* DESCRIPTION OF THE TASK: Rewrite the items from the first line through the line containing "[[78, 108]]", inclusive, with every "Query" changed to "Target" and nothing else altered. Give only those lines.

* DATA TO USE:
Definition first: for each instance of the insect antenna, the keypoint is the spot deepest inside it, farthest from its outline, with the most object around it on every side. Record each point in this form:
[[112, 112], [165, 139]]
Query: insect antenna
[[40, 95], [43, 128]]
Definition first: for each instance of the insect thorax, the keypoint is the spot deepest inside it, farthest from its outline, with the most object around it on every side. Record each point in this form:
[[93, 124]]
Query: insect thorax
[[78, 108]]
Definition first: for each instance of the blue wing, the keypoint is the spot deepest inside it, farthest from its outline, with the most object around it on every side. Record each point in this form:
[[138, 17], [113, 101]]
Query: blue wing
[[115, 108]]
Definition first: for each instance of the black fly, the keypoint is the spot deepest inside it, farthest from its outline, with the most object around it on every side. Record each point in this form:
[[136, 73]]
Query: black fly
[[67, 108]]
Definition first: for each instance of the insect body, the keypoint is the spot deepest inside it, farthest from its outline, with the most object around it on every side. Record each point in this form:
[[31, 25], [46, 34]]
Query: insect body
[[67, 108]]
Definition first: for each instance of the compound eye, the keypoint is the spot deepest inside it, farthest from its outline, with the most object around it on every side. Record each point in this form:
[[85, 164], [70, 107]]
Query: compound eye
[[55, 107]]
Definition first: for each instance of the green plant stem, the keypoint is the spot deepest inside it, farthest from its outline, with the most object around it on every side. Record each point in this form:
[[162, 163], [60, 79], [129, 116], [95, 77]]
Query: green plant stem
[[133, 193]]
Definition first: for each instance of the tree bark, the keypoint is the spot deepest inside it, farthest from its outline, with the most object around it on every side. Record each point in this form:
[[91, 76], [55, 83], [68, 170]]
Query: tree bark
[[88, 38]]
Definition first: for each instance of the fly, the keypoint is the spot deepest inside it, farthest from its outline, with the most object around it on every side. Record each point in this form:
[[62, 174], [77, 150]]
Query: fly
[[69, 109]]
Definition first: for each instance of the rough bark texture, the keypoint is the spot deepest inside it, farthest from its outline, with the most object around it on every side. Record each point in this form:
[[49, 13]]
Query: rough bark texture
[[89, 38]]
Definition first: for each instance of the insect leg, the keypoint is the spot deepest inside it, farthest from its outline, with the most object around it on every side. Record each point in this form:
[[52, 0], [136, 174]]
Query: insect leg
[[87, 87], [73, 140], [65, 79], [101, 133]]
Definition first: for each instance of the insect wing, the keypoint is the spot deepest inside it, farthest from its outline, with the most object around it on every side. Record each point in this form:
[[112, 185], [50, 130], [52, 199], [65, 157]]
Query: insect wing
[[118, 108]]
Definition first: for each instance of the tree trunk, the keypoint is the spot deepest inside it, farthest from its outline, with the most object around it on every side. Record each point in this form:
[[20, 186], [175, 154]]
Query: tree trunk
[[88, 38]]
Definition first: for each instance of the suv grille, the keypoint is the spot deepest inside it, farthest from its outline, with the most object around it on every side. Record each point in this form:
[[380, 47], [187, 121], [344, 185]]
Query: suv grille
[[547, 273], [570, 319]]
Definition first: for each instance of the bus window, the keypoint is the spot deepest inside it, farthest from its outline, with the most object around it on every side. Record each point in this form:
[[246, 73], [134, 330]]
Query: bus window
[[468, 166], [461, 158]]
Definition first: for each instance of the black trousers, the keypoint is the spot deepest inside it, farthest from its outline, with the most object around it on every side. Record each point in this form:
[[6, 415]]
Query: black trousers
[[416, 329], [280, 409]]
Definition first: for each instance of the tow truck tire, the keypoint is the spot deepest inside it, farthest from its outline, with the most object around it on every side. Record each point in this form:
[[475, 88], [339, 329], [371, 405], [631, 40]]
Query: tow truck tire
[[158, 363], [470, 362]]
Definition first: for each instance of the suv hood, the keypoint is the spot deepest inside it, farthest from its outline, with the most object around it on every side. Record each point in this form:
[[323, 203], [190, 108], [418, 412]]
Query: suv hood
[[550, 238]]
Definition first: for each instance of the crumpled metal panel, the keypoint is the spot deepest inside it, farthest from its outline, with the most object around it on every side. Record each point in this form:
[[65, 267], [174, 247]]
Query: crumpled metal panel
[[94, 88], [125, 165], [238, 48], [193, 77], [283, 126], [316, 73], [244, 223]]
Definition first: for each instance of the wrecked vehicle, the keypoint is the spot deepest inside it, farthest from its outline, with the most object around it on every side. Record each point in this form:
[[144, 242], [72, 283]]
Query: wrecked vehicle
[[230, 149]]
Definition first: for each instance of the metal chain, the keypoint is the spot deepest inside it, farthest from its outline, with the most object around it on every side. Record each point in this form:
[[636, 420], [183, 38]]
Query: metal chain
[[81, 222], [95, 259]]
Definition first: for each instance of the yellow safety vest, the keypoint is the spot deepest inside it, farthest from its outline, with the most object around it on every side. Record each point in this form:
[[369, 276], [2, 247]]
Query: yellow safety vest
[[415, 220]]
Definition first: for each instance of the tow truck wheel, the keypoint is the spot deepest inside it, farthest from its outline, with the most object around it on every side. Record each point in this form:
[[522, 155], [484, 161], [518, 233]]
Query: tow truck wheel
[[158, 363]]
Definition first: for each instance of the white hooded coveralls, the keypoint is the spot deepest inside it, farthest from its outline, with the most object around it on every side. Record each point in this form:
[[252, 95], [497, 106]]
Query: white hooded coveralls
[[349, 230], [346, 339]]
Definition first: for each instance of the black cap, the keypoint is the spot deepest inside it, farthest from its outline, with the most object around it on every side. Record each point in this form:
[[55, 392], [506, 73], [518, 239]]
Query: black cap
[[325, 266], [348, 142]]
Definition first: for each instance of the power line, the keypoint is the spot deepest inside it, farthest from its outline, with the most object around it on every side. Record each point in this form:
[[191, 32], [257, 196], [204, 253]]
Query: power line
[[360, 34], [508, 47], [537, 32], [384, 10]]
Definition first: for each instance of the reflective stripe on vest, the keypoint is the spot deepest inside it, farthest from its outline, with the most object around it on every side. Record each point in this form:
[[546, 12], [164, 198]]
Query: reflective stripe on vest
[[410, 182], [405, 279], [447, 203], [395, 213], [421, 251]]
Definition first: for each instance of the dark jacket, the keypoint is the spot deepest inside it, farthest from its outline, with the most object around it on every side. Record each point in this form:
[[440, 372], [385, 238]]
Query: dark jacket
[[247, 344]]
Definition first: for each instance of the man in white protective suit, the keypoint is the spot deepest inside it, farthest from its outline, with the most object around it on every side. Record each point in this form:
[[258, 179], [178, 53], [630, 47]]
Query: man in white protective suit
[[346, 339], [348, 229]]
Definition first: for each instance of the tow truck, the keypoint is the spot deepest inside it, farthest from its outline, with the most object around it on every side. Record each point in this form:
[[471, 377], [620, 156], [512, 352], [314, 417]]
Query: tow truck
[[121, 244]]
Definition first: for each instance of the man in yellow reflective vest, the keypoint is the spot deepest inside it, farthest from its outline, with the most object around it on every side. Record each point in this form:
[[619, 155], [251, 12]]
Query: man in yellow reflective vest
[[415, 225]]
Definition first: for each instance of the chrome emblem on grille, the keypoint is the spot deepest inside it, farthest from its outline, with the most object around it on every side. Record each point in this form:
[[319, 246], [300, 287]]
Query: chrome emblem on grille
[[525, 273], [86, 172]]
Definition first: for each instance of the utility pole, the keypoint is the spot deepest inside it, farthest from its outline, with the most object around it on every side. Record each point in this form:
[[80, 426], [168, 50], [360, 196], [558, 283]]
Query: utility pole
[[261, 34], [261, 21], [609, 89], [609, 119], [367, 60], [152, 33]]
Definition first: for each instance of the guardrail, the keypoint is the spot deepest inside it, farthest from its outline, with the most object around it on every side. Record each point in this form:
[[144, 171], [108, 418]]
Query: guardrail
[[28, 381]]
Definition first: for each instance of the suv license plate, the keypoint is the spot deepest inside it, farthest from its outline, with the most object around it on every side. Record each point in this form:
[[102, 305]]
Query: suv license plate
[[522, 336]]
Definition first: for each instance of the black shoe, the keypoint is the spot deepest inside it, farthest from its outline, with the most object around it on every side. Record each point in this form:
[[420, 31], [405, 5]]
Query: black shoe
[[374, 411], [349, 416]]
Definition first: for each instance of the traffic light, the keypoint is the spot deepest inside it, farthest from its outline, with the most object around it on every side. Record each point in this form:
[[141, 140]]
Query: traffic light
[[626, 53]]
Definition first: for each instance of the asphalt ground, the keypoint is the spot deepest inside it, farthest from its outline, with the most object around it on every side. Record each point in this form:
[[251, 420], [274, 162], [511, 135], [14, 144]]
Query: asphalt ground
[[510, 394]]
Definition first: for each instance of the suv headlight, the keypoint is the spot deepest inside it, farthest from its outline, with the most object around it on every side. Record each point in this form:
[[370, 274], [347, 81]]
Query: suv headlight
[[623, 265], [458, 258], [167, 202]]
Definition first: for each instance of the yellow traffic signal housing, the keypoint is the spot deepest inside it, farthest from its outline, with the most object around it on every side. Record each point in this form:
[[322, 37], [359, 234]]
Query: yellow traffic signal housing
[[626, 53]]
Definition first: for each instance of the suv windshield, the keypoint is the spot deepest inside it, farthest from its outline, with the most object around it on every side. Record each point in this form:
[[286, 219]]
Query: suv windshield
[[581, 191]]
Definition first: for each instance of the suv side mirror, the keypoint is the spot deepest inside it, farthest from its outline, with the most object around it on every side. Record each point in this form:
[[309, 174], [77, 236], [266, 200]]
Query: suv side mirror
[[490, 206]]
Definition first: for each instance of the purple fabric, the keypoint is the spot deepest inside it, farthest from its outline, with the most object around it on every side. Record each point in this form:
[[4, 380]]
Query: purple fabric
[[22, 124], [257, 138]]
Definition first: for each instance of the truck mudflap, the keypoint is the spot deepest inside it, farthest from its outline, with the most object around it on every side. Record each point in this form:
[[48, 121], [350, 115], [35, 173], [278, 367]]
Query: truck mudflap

* TASK SOLUTION:
Definition first: for each instance of the insect antenna, the keypoint is the spot deepest inside it, farthest from its outline, with the most object around it on every side. Record each point in this form:
[[112, 112], [165, 139]]
Target: insect antenna
[[40, 95], [43, 128]]
Definition first: for each instance of the insect thorax, the keypoint is the spot deepest inside it, farthest from its outline, with the most object around it on every side. Record each point in this form:
[[93, 124]]
Target: insect thorax
[[78, 108]]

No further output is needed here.